Goodbye to a Yankee farmer, the ghost of Exit 8
WEATHERSFIELD, Vt. — The morning sun was just slanting through the trees when a crew arrived with chain saws to remove the last sign of Romaine Tenney.
It was only a tree, a gnarled rock maple that stood for generations on the Tenney farm, and somehow survived what happened there on that September night in 1964.
Now Vermont had ordered the tree cut down. A chain saw began to whine, and clouds of sawdust bloomed into the air. Then the first limbs began to fall, light and springy, coming to rest in a shower of twigs.
A dozen townspeople stood watching, mourners at a graveside. The tree was mostly dead, but they associated it with Tenney, the bachelor farmer whom they had called “Whiskers,” and who had died in such a terrible way.
They were old enough to remember when the interstate was built, on land taken from farmers up and down the Connecticut Valley. The state offered compensation, but if landowners refused, it could seize land by eminent domain.
Plenty of farmers grumbled about leaving, but Tenney simply refused to go. Throughout the summer of 1964, bulldozers leveled much of the land around his farmhouse, but Tenney kept milking his cows, as if nothing were happening.
In September, a week after Tenney’s 64th birthday, state officials authorized local authorities to remove him from the property. The sheriff arrived with deputies to empty his barn, piling his harnesses and plows and tools in a meadow.
That night, Tenney’s brother implored him to make a life somewhere else, recalled his niece, Gerri Dickerson, 71. The highway department had told him it would be his last night in his house.
“What I remember is that he and Daddy were talking and tears were just rolling down Romaine’s face,” she said. “It was the eleventh hour, as they say. There had been so much agitation and grievance. The workers couldn’t get where they had to get because Romaine would block the way.”
“In his mind,” she said, “the only way out was to do what he did.”
Rod Spaulding was a volunteer firefighter at the time, and he remembers being awakened by a siren around 3 a.m. the next day. He stumbled outside, looked up at the sky and saw, as he put it later, that it was “just one red fireball.” The fire was raging 60 feet into the air, seemingly from many directions at once, barn and sheds and farmhouse.
He heaved on the door to the room where Tenney slept, and realized, through the haze, that it had been nailed shut. The heat was so intense it melted the bubble light on the top of the fire chief’s car.
John Waite, who was 12 at the time, had run to the scene with his father, joining a crowd of spectators. “What I remember most is just being awe-struck,” he said. “I could see the reflection of the flames on people’s faces. That’s one of the things I remember. Everyone’s face was lighted up with these flames.”
The ruins of the farmhouse were too hot to approach the next day; if you looked into the cellar hole, you could see metal glowing red. When they could finally enter, the firefighters found evidence: an old bed frame, a rifle with expended shells. And bone fragments.

————

SHORT TASK A - In the rows below, print the lines between the line holding "In the photo above, where can the rocky" and the line holding "column 723, row 779", inclusive, reproducing each one without change.
The article above and the rows below are unrelated material.

————

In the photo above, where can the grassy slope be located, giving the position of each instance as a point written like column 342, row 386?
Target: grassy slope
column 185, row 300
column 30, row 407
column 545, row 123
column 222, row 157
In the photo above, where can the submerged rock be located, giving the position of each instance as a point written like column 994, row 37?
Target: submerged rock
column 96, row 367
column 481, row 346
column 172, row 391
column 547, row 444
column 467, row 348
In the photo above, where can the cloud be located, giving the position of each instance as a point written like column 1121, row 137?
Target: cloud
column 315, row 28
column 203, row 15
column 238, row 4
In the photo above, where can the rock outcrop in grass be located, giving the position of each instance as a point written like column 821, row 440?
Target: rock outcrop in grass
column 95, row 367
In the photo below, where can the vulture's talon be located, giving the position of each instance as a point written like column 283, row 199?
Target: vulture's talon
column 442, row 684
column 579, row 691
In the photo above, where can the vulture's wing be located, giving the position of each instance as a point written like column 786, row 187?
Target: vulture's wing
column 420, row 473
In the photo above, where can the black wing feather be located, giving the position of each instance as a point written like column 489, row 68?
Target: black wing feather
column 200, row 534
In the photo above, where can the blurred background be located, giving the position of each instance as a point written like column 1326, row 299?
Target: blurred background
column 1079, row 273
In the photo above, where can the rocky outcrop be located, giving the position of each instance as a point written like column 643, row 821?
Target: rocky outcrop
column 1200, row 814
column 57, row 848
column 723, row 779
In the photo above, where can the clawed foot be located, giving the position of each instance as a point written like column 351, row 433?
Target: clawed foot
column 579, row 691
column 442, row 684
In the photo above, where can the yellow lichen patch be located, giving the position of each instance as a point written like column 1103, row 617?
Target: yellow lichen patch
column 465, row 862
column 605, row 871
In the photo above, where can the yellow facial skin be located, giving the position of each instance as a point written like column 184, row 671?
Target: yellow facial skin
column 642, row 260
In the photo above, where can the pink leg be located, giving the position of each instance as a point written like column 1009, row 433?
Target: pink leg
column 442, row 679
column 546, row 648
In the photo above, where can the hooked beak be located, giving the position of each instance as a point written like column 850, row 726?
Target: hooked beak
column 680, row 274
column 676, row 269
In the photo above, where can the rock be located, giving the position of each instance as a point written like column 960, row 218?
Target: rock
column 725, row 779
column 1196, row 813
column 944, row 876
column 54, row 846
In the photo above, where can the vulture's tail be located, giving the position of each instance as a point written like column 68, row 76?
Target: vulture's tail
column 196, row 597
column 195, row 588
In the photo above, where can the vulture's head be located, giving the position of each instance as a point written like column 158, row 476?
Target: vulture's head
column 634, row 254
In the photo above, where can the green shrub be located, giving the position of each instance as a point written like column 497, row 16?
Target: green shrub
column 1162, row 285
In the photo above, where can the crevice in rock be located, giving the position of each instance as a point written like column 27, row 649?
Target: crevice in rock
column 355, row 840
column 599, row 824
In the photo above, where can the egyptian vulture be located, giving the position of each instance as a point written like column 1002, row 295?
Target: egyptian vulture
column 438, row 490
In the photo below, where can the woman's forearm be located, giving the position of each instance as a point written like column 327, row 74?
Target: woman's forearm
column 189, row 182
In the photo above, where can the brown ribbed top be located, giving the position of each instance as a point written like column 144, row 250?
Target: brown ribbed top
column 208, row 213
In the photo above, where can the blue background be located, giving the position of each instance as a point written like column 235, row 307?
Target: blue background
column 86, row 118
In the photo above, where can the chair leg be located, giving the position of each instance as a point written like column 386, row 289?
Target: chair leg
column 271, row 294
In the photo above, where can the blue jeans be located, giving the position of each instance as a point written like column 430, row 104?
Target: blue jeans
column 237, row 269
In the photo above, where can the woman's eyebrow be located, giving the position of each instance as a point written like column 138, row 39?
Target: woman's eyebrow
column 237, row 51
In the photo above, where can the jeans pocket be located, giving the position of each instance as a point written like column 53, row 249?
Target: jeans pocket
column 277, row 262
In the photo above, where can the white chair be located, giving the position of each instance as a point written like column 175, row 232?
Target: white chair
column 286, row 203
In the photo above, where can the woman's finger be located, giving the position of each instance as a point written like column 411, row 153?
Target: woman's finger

————

SHORT TASK B - Output word for word the part of the article on Romaine Tenney between "They were old" and "by eminent domain.", inclusive.

PROBLEM SOLUTION A -
In the photo above, where can the rocky outcrop be located, giving the position of each instance as a point written like column 643, row 821?
Target: rocky outcrop
column 1200, row 814
column 57, row 848
column 723, row 779

PROBLEM SOLUTION B -
They were old enough to remember when the interstate was built, on land taken from farmers up and down the Connecticut Valley. The state offered compensation, but if landowners refused, it could seize land by eminent domain.